WRITTEN INSTRUCTION: Starting with the line containing "like x=451, y=211." and going on through the line containing "x=94, y=304", write those lines out again with "rock formation" replaced by "stone formation" and everything else left as it is.

INFORMATION SHOWN:
##############################

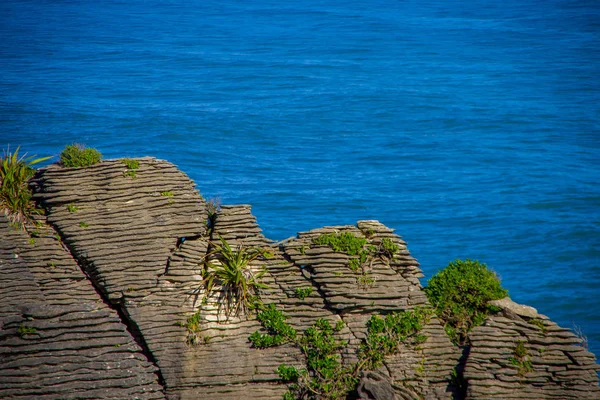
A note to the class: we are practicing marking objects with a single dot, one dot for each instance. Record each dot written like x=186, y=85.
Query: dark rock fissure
x=118, y=308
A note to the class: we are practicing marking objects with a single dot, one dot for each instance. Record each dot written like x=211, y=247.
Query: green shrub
x=344, y=242
x=460, y=294
x=326, y=376
x=132, y=165
x=76, y=155
x=231, y=274
x=15, y=194
x=384, y=335
x=277, y=330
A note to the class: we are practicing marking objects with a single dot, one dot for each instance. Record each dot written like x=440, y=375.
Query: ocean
x=472, y=128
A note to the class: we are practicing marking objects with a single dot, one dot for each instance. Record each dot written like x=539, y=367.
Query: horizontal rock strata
x=95, y=302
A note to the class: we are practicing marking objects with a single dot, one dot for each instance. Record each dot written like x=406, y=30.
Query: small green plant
x=388, y=248
x=521, y=359
x=460, y=294
x=76, y=155
x=26, y=330
x=277, y=331
x=354, y=265
x=132, y=166
x=326, y=376
x=192, y=325
x=365, y=280
x=212, y=208
x=384, y=335
x=344, y=242
x=229, y=273
x=302, y=293
x=15, y=194
x=302, y=249
x=539, y=324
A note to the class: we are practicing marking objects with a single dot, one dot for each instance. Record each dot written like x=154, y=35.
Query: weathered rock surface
x=95, y=305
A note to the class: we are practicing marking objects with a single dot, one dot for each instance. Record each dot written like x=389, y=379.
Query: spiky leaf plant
x=15, y=195
x=227, y=271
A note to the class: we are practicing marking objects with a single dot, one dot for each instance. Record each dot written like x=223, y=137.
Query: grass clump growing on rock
x=77, y=155
x=132, y=165
x=277, y=330
x=460, y=294
x=326, y=376
x=345, y=242
x=230, y=274
x=384, y=334
x=15, y=194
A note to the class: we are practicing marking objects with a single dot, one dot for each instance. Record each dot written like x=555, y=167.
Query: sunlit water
x=472, y=130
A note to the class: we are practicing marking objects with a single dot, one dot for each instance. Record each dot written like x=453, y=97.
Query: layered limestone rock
x=57, y=337
x=96, y=305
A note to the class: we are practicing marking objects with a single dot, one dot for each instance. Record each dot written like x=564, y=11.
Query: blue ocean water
x=470, y=127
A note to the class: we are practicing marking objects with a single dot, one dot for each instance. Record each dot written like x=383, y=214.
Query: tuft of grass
x=388, y=248
x=132, y=165
x=230, y=274
x=460, y=293
x=277, y=330
x=212, y=208
x=384, y=335
x=326, y=376
x=15, y=194
x=345, y=242
x=365, y=280
x=77, y=155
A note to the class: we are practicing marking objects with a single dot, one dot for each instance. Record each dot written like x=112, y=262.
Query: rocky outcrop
x=96, y=304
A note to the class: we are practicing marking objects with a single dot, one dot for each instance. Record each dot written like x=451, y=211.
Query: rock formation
x=94, y=304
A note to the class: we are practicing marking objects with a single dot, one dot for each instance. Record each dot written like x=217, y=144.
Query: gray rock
x=374, y=386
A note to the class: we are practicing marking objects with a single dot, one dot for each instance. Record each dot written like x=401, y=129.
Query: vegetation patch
x=460, y=294
x=521, y=359
x=384, y=334
x=325, y=375
x=15, y=194
x=345, y=242
x=277, y=331
x=228, y=272
x=77, y=155
x=212, y=208
x=132, y=166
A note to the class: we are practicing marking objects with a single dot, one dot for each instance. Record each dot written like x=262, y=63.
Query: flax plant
x=15, y=195
x=227, y=271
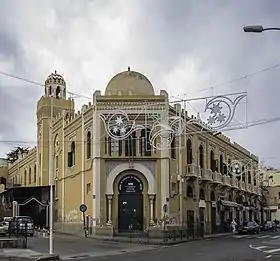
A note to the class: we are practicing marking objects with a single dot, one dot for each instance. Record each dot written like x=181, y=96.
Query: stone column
x=151, y=198
x=109, y=200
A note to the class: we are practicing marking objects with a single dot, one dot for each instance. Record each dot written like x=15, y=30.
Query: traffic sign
x=83, y=208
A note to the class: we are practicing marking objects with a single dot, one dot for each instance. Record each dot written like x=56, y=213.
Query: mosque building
x=120, y=157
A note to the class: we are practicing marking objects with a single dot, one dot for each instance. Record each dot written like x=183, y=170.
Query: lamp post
x=258, y=29
x=263, y=190
x=51, y=181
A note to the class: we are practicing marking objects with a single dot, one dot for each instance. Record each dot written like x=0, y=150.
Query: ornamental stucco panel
x=111, y=164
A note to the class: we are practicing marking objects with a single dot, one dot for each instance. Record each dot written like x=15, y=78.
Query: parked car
x=4, y=225
x=270, y=226
x=250, y=227
x=21, y=225
x=277, y=223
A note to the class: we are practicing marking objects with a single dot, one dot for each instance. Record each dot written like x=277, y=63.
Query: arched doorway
x=130, y=204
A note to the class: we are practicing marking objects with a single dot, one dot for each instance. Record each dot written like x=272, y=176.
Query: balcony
x=249, y=187
x=191, y=171
x=226, y=180
x=206, y=174
x=241, y=185
x=217, y=177
x=234, y=182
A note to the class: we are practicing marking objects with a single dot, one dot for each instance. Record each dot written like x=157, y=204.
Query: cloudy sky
x=183, y=46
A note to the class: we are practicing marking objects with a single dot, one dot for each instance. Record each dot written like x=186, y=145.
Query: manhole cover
x=81, y=256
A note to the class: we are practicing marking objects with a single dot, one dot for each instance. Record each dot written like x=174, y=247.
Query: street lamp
x=51, y=181
x=258, y=29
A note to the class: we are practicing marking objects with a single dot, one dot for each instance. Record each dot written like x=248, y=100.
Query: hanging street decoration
x=161, y=128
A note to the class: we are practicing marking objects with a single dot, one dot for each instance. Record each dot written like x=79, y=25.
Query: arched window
x=212, y=196
x=249, y=177
x=212, y=161
x=173, y=148
x=71, y=155
x=24, y=178
x=73, y=152
x=30, y=176
x=58, y=92
x=113, y=144
x=201, y=194
x=145, y=143
x=130, y=144
x=88, y=145
x=35, y=173
x=189, y=192
x=109, y=144
x=189, y=151
x=222, y=169
x=201, y=156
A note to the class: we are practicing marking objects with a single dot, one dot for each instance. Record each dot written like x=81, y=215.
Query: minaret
x=55, y=86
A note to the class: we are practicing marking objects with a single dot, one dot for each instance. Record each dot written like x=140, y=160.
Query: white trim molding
x=125, y=166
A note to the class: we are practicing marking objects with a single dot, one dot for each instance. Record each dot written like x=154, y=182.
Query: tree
x=13, y=155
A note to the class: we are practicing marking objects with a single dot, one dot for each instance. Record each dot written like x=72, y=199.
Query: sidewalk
x=75, y=247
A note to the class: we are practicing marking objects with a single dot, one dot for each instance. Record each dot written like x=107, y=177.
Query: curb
x=45, y=258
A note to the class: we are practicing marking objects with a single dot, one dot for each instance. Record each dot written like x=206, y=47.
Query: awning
x=231, y=204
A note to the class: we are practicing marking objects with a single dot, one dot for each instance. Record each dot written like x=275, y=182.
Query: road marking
x=275, y=237
x=241, y=236
x=265, y=236
x=260, y=247
x=272, y=251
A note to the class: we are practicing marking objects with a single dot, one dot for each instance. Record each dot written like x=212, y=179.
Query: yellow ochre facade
x=104, y=156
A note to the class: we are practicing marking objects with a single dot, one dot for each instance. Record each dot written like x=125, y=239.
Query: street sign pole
x=83, y=209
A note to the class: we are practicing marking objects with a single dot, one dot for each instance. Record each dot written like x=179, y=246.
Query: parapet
x=23, y=156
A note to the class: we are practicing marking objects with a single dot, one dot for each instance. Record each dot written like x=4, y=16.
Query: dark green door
x=130, y=204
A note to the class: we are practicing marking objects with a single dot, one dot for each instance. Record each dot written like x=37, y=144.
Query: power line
x=230, y=128
x=39, y=84
x=244, y=77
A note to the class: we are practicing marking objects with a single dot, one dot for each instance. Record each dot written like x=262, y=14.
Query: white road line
x=260, y=247
x=265, y=236
x=272, y=251
x=241, y=236
x=275, y=237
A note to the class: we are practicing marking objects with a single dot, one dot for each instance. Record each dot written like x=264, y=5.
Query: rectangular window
x=88, y=188
x=56, y=188
x=56, y=162
x=70, y=159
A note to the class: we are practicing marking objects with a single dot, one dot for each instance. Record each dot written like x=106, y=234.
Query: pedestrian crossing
x=269, y=236
x=269, y=250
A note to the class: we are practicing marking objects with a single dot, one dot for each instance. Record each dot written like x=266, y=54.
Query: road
x=265, y=246
x=229, y=248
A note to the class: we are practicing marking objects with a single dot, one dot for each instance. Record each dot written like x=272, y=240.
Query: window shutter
x=70, y=159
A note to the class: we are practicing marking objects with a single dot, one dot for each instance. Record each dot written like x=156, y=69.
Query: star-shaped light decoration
x=216, y=109
x=115, y=129
x=211, y=120
x=122, y=130
x=221, y=118
x=119, y=121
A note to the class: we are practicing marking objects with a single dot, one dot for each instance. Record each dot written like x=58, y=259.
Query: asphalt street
x=228, y=248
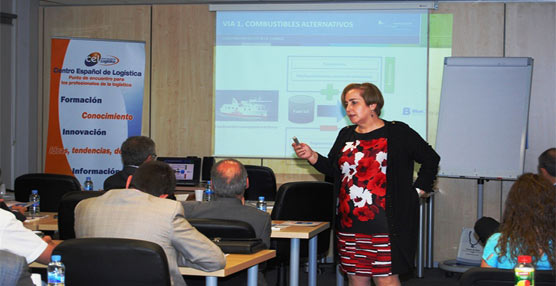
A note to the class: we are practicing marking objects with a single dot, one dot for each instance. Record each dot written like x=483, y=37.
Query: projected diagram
x=243, y=105
x=183, y=171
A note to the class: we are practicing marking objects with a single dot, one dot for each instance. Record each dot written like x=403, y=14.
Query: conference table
x=234, y=264
x=295, y=232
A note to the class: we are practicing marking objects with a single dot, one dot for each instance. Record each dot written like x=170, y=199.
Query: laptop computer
x=187, y=169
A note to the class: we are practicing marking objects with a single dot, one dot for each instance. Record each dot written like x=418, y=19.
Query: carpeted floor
x=327, y=277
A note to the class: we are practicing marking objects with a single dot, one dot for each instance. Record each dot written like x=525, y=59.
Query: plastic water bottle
x=524, y=271
x=261, y=204
x=88, y=185
x=2, y=191
x=56, y=271
x=35, y=209
x=208, y=195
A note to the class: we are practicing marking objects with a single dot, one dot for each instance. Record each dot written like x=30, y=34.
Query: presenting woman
x=372, y=165
x=528, y=226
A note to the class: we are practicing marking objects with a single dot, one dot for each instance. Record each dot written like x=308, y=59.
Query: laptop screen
x=187, y=169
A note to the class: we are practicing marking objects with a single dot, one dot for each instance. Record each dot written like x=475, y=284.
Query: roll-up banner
x=96, y=102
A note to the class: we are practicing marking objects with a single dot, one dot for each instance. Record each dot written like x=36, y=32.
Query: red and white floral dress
x=363, y=240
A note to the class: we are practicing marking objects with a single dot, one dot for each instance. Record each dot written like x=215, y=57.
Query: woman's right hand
x=303, y=151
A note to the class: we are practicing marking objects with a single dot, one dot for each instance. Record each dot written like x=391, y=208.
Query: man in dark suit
x=136, y=150
x=229, y=181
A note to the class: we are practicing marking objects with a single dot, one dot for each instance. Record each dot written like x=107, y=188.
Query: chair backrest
x=113, y=261
x=13, y=269
x=51, y=188
x=310, y=201
x=223, y=228
x=262, y=182
x=478, y=276
x=66, y=211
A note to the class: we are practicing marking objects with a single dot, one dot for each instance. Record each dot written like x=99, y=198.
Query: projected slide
x=280, y=74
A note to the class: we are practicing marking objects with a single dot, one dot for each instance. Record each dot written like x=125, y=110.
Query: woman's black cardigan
x=405, y=147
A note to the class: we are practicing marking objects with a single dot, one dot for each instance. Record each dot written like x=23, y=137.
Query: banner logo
x=95, y=58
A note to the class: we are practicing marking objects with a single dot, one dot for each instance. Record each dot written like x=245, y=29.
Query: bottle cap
x=524, y=259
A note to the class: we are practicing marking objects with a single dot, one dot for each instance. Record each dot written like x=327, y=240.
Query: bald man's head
x=229, y=178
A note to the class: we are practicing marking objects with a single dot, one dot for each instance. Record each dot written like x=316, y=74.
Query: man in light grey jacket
x=142, y=212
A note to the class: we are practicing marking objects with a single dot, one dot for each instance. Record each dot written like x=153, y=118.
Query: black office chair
x=223, y=228
x=51, y=188
x=113, y=261
x=66, y=211
x=262, y=182
x=309, y=201
x=478, y=276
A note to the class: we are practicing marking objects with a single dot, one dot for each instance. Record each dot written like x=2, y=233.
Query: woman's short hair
x=370, y=93
x=228, y=178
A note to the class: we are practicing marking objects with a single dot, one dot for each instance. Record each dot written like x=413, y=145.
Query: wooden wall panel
x=478, y=30
x=182, y=81
x=99, y=22
x=531, y=32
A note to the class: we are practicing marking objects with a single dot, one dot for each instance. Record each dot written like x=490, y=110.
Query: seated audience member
x=17, y=239
x=229, y=181
x=528, y=226
x=486, y=226
x=141, y=212
x=18, y=211
x=135, y=150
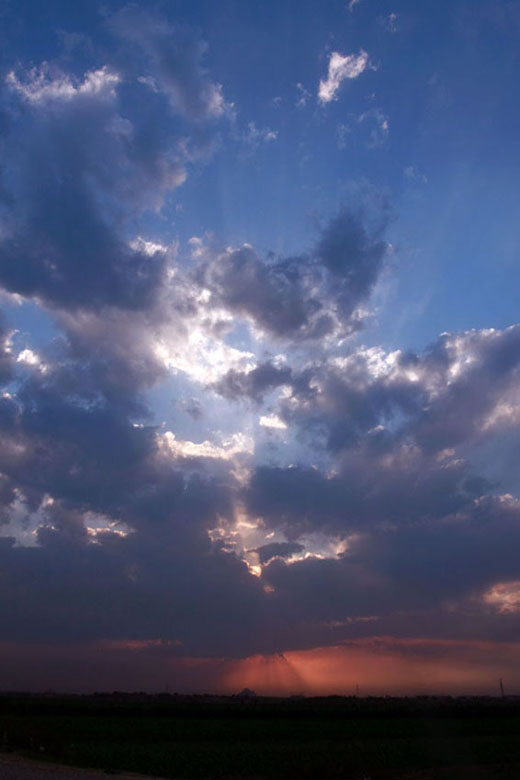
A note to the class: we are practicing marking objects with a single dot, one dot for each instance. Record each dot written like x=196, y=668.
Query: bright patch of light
x=340, y=68
x=272, y=421
x=236, y=444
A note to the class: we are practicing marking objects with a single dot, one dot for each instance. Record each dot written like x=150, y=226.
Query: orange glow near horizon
x=379, y=666
x=383, y=666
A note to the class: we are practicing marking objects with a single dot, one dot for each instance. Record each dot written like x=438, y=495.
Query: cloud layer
x=307, y=489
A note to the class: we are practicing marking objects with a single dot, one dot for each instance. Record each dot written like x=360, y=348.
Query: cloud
x=341, y=67
x=278, y=550
x=105, y=148
x=306, y=297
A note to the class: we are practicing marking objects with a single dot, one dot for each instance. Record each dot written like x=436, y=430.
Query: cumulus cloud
x=102, y=161
x=341, y=67
x=305, y=297
x=115, y=526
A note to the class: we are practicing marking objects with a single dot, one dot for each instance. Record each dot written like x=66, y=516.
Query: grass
x=212, y=737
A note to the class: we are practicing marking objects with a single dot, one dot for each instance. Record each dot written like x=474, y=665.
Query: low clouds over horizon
x=211, y=449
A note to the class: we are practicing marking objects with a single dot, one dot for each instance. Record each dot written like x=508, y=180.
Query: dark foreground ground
x=215, y=737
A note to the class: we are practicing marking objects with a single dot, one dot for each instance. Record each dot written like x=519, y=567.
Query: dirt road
x=14, y=767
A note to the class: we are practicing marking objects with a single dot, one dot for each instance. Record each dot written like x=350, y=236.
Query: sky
x=259, y=346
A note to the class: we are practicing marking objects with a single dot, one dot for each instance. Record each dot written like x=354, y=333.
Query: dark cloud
x=306, y=297
x=6, y=355
x=254, y=384
x=277, y=550
x=82, y=159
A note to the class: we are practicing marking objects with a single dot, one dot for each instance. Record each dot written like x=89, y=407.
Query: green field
x=205, y=737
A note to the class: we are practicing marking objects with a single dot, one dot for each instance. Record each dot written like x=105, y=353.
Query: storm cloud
x=204, y=447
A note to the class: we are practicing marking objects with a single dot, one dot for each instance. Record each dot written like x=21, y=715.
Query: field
x=229, y=737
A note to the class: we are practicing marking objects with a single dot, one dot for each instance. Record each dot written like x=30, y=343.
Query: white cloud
x=272, y=421
x=40, y=87
x=236, y=444
x=254, y=136
x=341, y=67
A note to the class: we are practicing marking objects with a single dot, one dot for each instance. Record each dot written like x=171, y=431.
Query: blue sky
x=259, y=273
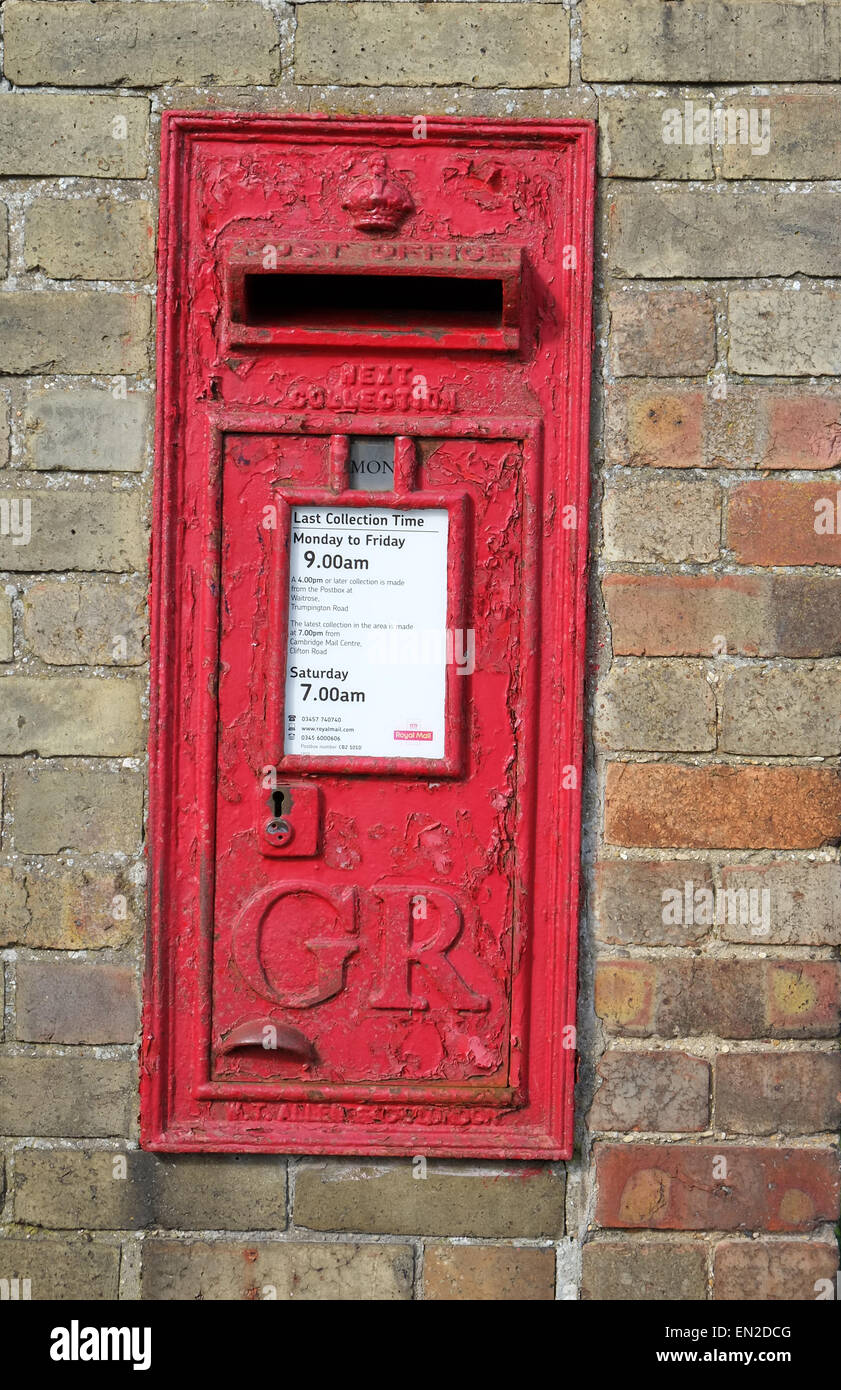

##############################

TASK OUTPUT:
A note to the class: we are practicing marking objects with a single dot, one dot for each instance. Record each dot written like x=451, y=211.
Query: stone formation
x=94, y=304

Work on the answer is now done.